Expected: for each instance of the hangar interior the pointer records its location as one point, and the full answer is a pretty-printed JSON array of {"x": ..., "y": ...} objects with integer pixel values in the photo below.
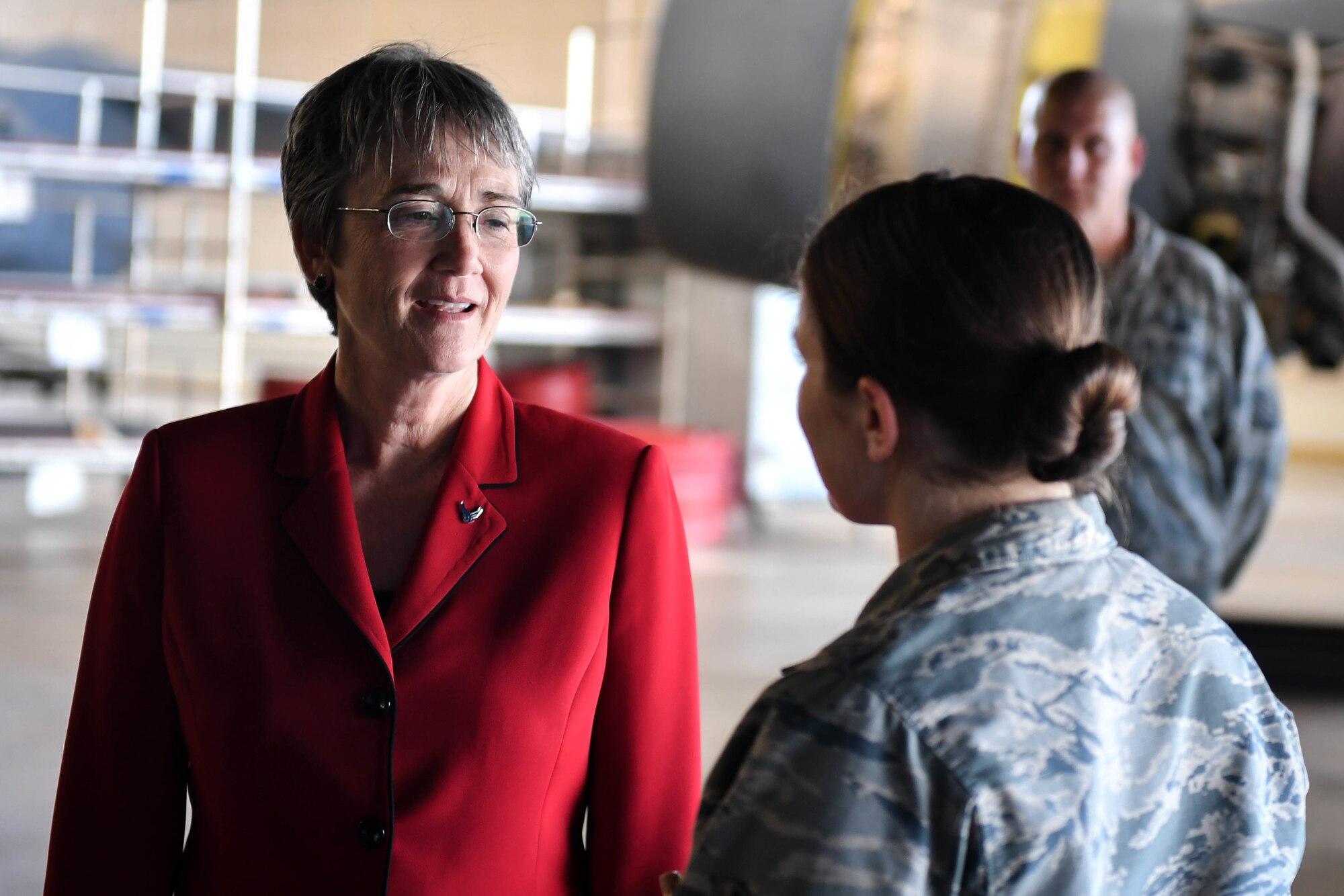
[{"x": 147, "y": 275}]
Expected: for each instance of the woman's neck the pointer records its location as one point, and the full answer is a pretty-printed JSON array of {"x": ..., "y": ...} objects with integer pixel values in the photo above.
[
  {"x": 390, "y": 422},
  {"x": 921, "y": 511}
]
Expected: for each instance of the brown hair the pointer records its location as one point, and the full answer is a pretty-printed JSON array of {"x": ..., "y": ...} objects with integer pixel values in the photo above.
[
  {"x": 401, "y": 95},
  {"x": 979, "y": 304}
]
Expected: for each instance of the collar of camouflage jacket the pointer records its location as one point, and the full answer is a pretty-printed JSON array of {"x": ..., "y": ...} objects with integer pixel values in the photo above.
[{"x": 1015, "y": 537}]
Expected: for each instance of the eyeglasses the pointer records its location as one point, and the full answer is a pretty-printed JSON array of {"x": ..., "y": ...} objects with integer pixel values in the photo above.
[{"x": 427, "y": 221}]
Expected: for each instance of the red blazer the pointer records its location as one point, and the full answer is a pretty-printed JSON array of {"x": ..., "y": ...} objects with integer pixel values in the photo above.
[{"x": 538, "y": 663}]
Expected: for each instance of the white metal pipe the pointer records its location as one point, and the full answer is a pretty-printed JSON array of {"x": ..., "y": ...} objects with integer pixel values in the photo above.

Stated problem: Beginning at the line that holds "Expected: for each instance of the collar", write out word for word each line through the end of the records.

Problem solution:
Expected: for each instance of the collar of camouflage jacket the pointer records its location as one point, and the full answer is a pretty-printed JSON array of {"x": ..., "y": ...} objects with integer pixel values in the photo above.
[{"x": 1015, "y": 537}]
Expected: for each instance of the eyeglasses the pointer records its location as one point, and the full answer is a pretty-printed JSON array of {"x": ..., "y": ...} objects with integer pixel values in the photo above.
[{"x": 427, "y": 221}]
Expected: for each instance of the red blazer the pointer records its location as one point, and the full answer is a pretty-printed JSON array of {"x": ..., "y": ...} objects with integer pixel values in the photo above.
[{"x": 538, "y": 663}]
Expected: for each instance of the white metal pipe the pointer records its location as one point, and the full answer is a pretty-printed JSON array of {"x": ..., "y": ...} objects with integer pixel values in the photo above.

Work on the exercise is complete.